Task goal >> Please locate each line in the entries below that contains the string "ground", matching case exactly, and copy those lines out.

Provided data >>
— START —
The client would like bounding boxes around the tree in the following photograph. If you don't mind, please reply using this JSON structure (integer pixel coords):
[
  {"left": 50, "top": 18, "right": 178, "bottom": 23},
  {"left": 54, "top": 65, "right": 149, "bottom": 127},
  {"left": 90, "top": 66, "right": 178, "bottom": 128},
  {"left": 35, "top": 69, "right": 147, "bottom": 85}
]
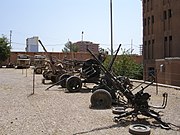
[
  {"left": 62, "top": 41, "right": 78, "bottom": 52},
  {"left": 0, "top": 35, "right": 11, "bottom": 64}
]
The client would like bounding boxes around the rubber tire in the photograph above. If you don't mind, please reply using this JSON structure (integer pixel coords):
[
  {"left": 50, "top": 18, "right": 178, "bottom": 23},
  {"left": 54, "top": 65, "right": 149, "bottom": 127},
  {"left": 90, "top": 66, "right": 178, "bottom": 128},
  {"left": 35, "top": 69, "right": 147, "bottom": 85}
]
[
  {"left": 66, "top": 76, "right": 82, "bottom": 92},
  {"left": 90, "top": 89, "right": 112, "bottom": 109},
  {"left": 129, "top": 124, "right": 151, "bottom": 135},
  {"left": 59, "top": 74, "right": 71, "bottom": 88},
  {"left": 43, "top": 71, "right": 53, "bottom": 80},
  {"left": 112, "top": 107, "right": 126, "bottom": 114}
]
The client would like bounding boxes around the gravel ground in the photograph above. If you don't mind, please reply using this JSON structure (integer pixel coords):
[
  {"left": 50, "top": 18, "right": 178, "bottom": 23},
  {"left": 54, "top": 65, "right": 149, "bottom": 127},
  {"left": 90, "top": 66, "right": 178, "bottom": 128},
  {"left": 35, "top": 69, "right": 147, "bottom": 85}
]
[{"left": 0, "top": 68, "right": 180, "bottom": 135}]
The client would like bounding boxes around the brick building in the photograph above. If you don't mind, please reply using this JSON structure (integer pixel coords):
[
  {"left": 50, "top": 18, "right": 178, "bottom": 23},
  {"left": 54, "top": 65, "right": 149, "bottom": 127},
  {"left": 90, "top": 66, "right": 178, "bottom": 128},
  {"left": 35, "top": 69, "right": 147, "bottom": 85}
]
[
  {"left": 73, "top": 41, "right": 99, "bottom": 54},
  {"left": 142, "top": 0, "right": 180, "bottom": 86}
]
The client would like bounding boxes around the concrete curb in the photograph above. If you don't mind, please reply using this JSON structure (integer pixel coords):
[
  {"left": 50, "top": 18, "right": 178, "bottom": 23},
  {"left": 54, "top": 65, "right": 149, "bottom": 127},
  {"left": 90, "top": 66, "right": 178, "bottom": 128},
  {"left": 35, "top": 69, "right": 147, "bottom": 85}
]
[{"left": 130, "top": 79, "right": 180, "bottom": 90}]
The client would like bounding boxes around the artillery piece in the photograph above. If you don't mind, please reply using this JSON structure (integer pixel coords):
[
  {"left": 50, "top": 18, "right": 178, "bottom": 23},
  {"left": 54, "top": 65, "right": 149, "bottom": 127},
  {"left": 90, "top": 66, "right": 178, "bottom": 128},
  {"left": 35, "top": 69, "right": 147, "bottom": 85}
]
[
  {"left": 46, "top": 53, "right": 107, "bottom": 92},
  {"left": 38, "top": 40, "right": 66, "bottom": 83},
  {"left": 87, "top": 49, "right": 170, "bottom": 129}
]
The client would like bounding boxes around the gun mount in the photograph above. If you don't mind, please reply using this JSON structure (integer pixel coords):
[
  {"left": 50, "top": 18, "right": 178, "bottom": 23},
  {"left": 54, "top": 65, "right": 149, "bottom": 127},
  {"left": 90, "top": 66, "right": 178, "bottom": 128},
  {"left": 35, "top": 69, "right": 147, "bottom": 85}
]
[
  {"left": 87, "top": 49, "right": 170, "bottom": 129},
  {"left": 38, "top": 40, "right": 66, "bottom": 83}
]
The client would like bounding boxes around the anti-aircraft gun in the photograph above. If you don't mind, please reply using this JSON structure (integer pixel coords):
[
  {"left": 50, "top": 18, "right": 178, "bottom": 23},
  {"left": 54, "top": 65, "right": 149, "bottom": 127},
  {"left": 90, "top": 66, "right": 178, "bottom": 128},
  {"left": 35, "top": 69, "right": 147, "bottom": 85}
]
[
  {"left": 87, "top": 49, "right": 170, "bottom": 129},
  {"left": 38, "top": 40, "right": 66, "bottom": 83}
]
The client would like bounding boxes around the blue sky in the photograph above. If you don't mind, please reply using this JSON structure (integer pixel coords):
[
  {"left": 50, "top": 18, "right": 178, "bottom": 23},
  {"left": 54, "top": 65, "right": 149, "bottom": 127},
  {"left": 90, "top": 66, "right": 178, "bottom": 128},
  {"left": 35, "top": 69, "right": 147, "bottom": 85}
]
[{"left": 0, "top": 0, "right": 142, "bottom": 54}]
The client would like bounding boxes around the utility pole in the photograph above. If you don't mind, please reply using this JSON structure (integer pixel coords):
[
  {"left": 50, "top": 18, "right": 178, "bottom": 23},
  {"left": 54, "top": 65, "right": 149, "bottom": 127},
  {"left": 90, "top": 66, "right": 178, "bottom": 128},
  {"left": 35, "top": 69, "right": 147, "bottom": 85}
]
[
  {"left": 81, "top": 31, "right": 84, "bottom": 41},
  {"left": 9, "top": 30, "right": 12, "bottom": 64},
  {"left": 110, "top": 0, "right": 113, "bottom": 59}
]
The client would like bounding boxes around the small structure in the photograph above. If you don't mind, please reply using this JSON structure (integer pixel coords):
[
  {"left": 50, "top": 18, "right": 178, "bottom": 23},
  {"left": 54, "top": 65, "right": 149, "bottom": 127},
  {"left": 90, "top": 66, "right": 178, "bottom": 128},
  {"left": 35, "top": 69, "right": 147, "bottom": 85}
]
[{"left": 15, "top": 54, "right": 30, "bottom": 68}]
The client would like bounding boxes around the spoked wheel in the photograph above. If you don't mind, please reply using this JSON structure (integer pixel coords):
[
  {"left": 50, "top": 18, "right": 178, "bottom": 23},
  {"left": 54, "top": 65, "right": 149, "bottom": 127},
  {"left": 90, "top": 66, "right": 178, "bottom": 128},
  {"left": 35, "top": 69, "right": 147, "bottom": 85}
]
[
  {"left": 112, "top": 107, "right": 126, "bottom": 115},
  {"left": 35, "top": 67, "right": 42, "bottom": 74},
  {"left": 91, "top": 89, "right": 112, "bottom": 109},
  {"left": 129, "top": 124, "right": 151, "bottom": 135},
  {"left": 66, "top": 76, "right": 82, "bottom": 92},
  {"left": 59, "top": 74, "right": 71, "bottom": 88},
  {"left": 43, "top": 71, "right": 53, "bottom": 80}
]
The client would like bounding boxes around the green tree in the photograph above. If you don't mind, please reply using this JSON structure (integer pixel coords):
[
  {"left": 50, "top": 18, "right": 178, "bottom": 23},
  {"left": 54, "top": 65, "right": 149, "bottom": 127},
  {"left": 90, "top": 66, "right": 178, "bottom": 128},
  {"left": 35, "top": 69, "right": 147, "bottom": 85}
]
[
  {"left": 62, "top": 41, "right": 78, "bottom": 52},
  {"left": 104, "top": 50, "right": 143, "bottom": 79},
  {"left": 0, "top": 35, "right": 11, "bottom": 64}
]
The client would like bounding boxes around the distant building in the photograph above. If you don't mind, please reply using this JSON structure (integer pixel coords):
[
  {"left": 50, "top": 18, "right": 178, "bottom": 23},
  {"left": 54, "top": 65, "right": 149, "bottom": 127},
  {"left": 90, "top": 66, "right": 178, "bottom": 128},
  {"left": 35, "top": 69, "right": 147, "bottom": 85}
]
[
  {"left": 26, "top": 37, "right": 39, "bottom": 52},
  {"left": 142, "top": 0, "right": 180, "bottom": 86},
  {"left": 73, "top": 41, "right": 99, "bottom": 53}
]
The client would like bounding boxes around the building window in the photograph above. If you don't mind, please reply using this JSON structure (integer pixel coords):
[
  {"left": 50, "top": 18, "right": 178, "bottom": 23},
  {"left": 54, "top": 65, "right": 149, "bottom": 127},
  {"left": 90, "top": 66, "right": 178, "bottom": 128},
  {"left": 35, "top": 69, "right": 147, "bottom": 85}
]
[
  {"left": 144, "top": 18, "right": 146, "bottom": 26},
  {"left": 148, "top": 17, "right": 150, "bottom": 35},
  {"left": 151, "top": 15, "right": 154, "bottom": 24},
  {"left": 151, "top": 39, "right": 155, "bottom": 59},
  {"left": 143, "top": 41, "right": 147, "bottom": 59},
  {"left": 168, "top": 9, "right": 172, "bottom": 18},
  {"left": 164, "top": 37, "right": 169, "bottom": 57},
  {"left": 151, "top": 15, "right": 154, "bottom": 34},
  {"left": 147, "top": 0, "right": 149, "bottom": 12},
  {"left": 151, "top": 0, "right": 153, "bottom": 10},
  {"left": 148, "top": 40, "right": 151, "bottom": 59}
]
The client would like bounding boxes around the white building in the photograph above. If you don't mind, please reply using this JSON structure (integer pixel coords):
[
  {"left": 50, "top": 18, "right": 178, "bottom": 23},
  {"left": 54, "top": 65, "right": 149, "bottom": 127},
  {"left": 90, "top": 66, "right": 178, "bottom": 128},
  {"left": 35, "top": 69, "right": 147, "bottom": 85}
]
[{"left": 26, "top": 37, "right": 39, "bottom": 52}]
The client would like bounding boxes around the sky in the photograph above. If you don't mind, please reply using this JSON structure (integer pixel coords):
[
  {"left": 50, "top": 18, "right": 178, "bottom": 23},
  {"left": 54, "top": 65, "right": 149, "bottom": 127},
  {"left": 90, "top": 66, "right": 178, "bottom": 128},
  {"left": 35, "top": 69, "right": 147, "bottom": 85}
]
[{"left": 0, "top": 0, "right": 142, "bottom": 54}]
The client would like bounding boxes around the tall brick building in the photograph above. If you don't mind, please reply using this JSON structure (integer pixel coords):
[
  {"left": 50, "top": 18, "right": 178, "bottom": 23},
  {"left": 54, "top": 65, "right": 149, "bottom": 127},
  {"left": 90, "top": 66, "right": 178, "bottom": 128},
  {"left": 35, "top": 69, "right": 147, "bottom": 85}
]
[{"left": 142, "top": 0, "right": 180, "bottom": 86}]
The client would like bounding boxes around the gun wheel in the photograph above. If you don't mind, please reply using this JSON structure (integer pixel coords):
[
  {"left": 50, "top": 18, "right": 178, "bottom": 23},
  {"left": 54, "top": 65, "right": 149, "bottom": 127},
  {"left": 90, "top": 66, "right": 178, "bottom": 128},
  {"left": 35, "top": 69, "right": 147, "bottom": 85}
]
[
  {"left": 35, "top": 67, "right": 42, "bottom": 74},
  {"left": 91, "top": 89, "right": 112, "bottom": 109},
  {"left": 59, "top": 74, "right": 71, "bottom": 88},
  {"left": 66, "top": 76, "right": 82, "bottom": 92},
  {"left": 129, "top": 124, "right": 151, "bottom": 135}
]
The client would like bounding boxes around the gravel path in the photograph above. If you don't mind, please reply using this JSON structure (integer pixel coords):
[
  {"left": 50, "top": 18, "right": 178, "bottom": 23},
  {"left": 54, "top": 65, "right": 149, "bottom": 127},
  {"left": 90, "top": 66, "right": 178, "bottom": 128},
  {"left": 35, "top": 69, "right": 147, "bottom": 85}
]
[{"left": 0, "top": 68, "right": 180, "bottom": 135}]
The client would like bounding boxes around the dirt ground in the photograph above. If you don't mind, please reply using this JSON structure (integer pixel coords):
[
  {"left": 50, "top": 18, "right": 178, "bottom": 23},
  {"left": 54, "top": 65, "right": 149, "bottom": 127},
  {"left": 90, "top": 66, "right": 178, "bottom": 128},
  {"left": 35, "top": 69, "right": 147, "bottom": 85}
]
[{"left": 0, "top": 68, "right": 180, "bottom": 135}]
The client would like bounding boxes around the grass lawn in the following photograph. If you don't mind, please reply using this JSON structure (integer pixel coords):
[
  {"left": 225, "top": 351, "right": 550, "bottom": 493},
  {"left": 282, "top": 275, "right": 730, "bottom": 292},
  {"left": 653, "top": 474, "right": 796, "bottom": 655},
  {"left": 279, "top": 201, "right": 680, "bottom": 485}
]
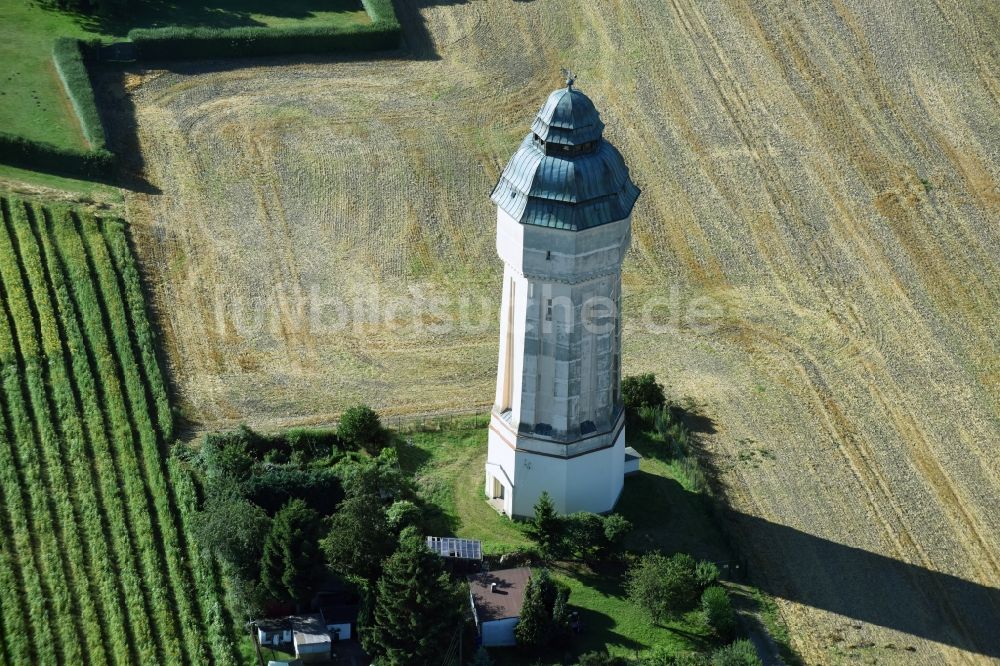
[
  {"left": 399, "top": 420, "right": 728, "bottom": 664},
  {"left": 0, "top": 161, "right": 123, "bottom": 202},
  {"left": 0, "top": 0, "right": 370, "bottom": 148}
]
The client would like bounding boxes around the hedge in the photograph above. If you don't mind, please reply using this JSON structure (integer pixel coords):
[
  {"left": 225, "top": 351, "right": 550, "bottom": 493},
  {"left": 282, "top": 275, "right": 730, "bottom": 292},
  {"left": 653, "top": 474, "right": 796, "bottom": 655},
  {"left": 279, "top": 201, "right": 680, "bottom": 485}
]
[
  {"left": 52, "top": 37, "right": 107, "bottom": 150},
  {"left": 0, "top": 132, "right": 115, "bottom": 178},
  {"left": 128, "top": 5, "right": 400, "bottom": 60}
]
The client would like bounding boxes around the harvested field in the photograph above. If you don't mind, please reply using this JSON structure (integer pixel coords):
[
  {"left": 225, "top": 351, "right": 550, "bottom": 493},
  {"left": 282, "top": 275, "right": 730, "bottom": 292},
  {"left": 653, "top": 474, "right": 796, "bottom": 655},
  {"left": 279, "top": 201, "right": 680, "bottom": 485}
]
[{"left": 105, "top": 0, "right": 1000, "bottom": 664}]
— END —
Output for this task >>
The client would like bounding boxes around the gravel ground in the photograph above. If you don't mind, please reply using this JSON structure (integer pixel coords):
The client would like bounding boxes around the dirt ground in the photograph above. If you don't mind, please reply using this JSON structure (integer pixel coords):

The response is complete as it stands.